= Beginning of Section =

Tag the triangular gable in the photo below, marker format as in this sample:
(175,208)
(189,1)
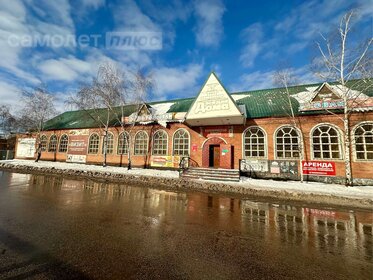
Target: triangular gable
(213,101)
(325,93)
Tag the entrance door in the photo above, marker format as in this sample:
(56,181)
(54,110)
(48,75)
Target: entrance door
(214,156)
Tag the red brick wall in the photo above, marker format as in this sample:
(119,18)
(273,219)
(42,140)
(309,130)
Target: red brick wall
(360,169)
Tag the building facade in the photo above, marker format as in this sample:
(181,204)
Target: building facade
(252,131)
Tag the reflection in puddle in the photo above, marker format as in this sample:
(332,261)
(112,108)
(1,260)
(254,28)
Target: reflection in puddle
(326,231)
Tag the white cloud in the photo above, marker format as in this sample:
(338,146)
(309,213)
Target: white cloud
(94,4)
(264,79)
(252,37)
(9,95)
(177,81)
(65,69)
(209,29)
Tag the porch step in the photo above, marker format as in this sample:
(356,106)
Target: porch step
(230,175)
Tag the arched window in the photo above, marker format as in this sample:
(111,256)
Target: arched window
(43,143)
(160,141)
(364,141)
(123,140)
(181,143)
(94,142)
(141,143)
(254,143)
(52,143)
(64,141)
(109,143)
(287,143)
(325,141)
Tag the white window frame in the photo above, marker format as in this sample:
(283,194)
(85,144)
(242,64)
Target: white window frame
(353,141)
(55,145)
(67,143)
(265,143)
(275,142)
(89,144)
(173,142)
(153,142)
(341,154)
(113,144)
(126,143)
(46,143)
(146,150)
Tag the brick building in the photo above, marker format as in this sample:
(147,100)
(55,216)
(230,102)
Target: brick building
(251,131)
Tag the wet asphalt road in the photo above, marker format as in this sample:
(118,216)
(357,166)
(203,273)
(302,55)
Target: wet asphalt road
(55,228)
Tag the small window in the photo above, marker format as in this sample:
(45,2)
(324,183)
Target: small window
(141,143)
(287,143)
(109,143)
(52,143)
(43,143)
(123,140)
(181,143)
(254,143)
(160,143)
(94,143)
(64,141)
(326,143)
(364,141)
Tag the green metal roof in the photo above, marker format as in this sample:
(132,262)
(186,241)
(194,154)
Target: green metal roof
(258,103)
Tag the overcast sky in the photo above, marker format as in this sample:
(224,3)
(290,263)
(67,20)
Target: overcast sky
(61,43)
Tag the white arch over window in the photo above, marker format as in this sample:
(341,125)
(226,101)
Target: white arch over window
(109,143)
(363,141)
(326,142)
(160,143)
(52,143)
(181,142)
(94,143)
(64,141)
(141,143)
(287,142)
(123,140)
(43,142)
(254,142)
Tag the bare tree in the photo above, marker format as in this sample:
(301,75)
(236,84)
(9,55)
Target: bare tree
(100,99)
(110,92)
(38,107)
(140,86)
(350,64)
(285,78)
(7,120)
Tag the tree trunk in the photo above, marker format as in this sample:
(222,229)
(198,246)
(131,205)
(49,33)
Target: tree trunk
(347,147)
(105,147)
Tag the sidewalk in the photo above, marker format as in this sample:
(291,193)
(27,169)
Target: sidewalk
(293,188)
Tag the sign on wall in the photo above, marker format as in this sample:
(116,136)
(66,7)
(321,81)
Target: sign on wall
(320,168)
(254,165)
(26,147)
(284,167)
(217,131)
(77,148)
(165,161)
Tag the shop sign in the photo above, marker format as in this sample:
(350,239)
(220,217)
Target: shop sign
(284,167)
(76,158)
(254,165)
(217,131)
(77,148)
(165,161)
(323,105)
(194,147)
(320,168)
(26,147)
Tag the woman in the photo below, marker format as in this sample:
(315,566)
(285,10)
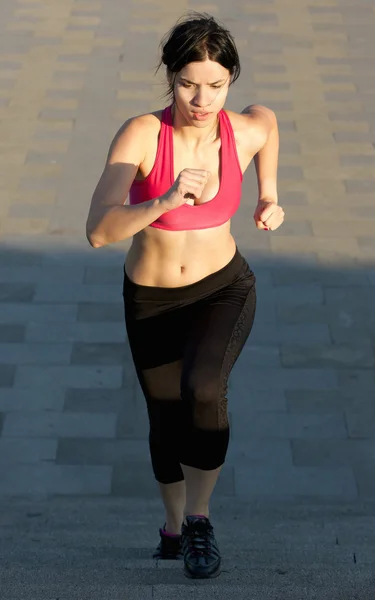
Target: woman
(189,294)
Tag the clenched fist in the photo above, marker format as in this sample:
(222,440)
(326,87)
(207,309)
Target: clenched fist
(268,215)
(188,185)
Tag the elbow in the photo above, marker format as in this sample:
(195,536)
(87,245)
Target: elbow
(94,240)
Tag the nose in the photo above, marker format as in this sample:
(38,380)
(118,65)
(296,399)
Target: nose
(201,99)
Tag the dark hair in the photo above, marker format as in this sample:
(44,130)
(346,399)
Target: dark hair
(195,38)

= End of Section =

= Work instruction =
Since only part of the listing is wanted, copy exactly the lines from the one holding "Tag the elbow" to the one holding "Tag the dark", both included.

= Finished exercise =
Tag the elbow in the photo above, marker format as in this sample:
(195,536)
(87,245)
Target: elbow
(94,240)
Tag the nose in the photo above, marker format as in this sample:
(38,380)
(118,65)
(296,399)
Target: nose
(201,99)
Tag the dark hair in the photo above, marker format as in this sample:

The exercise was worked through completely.